[PASSAGE FOR REVIEW]:
——

Molecular mechanism of active zone organization at vertebrate neuromuscular junctions

Abstract

Organization of presynaptic active zones is essential for development, plasticity, and pathology of the nervous system. Recent studies indicate a trans-synaptic molecular mechanism that organizes the active zones by connecting the pre- and the postsynaptic specialization. The presynaptic component of this trans-synaptic mechanism is comprised of cytosolic active zone proteins bound to the cytosolic domains of voltage-dependent calcium channels (P/Q-, N-, and L-type) on the presynaptic membrane. The postsynaptic component of this mechanism is the synapse organizer (laminin β2) that is expressed by the postsynaptic cell and accumulates specifically on top of the postsynaptic specialization. The pre- and the postsynaptic components interact directly between the extracellular domains of calcium channels and laminin β2 to anchor the presynaptic protein complex in front of the postsynaptic specialization. Hence, the presynaptic calcium channel functions as a scaffolding protein for active zone organization and as an ion-conducting channel for synaptic transmission. In contrast to the requirement of calcium influx for synaptic transmission, the formation of the active zone does not require the calcium influx through the calcium channels. Importantly, the active zones of adult synapses are not stable structures and require maintenance for their integrity. Furthermore, aging or diseases of the central and peripheral nervous system impair the active zones. This review will focus on the molecular mechanisms that organize the presynaptic active zones and summarize recent findings at the neuromuscular junctions and other synapses.

——

[Region pointing data]:

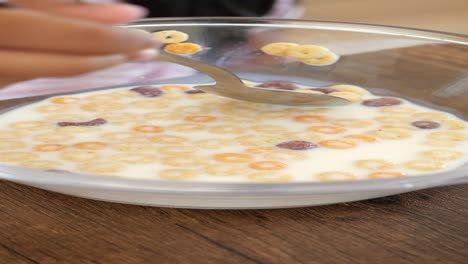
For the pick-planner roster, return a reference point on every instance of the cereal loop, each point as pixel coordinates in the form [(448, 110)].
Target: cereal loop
[(233, 157), (338, 144), (268, 165)]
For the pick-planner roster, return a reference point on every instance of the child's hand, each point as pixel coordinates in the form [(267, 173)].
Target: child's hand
[(55, 38)]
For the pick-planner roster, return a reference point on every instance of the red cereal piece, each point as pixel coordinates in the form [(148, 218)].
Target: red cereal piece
[(325, 90), (278, 85), (297, 145), (95, 122), (148, 91), (380, 102), (195, 91), (426, 124)]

——

[WORK REQUEST 1]:
According to the abstract on active zone organization, what is the postsynaptic component of the trans-synaptic mechanism?
[WORK REQUEST 2]:
Write the next part of the abstract on active zone organization, starting after its final sentence.
The entries come from a separate source and are unrelated to the abstract on active zone organization.

[TASK RESULT 1]:
The synapse organizer laminin β2, which the postsynaptic cell expresses.

[TASK RESULT 2]:
Fig. 1

(a) A schematic diagram of the vertebrate neuromuscular junction (left) and a close-up of one active zone area (right). Solid arrows represent interactions, and the dotted arrow indicates a functional link. Horizontal lines show pre- and post-synaptic membranes. A junctional fold is indicated as a trough on the postsynaptic side. The space between these lines represents the synaptic cleft. The gray triangle depicts the electron dense material of presynaptic active zones detected by electron microscopy. The size of the proteins and the synaptic cleft are not in scale. VDCC voltage-dependent calcium channels. (b) The active zone protein Bassoon forms puncta and labels the active zones in NMJs of adult mice. (c) The synaptic vesicle associated protein synapsin1 shows a diffuse distribution pattern that visualizes the nerve morphology. Note the difference in the distribution patterns of these two presynaptic proteins. Bassoon, synapsin1, and acetylcholine receptors (AChRs) were visualized at the NMJs of sternomastoid muscles of postnatal day 36 mice by fluorescent immunohistochemistry using anti-Bassoon antibodies (green in b), anti-synapsin1 antibodies (green in c), and Alexa Fluor 594-labeled α-bungarotoxin (red). Many Bassoon puncta are localized above the postsynaptic junctional folds, which were visualized as bright lines of α-bungarotoxin staining. Scale bar 1βm.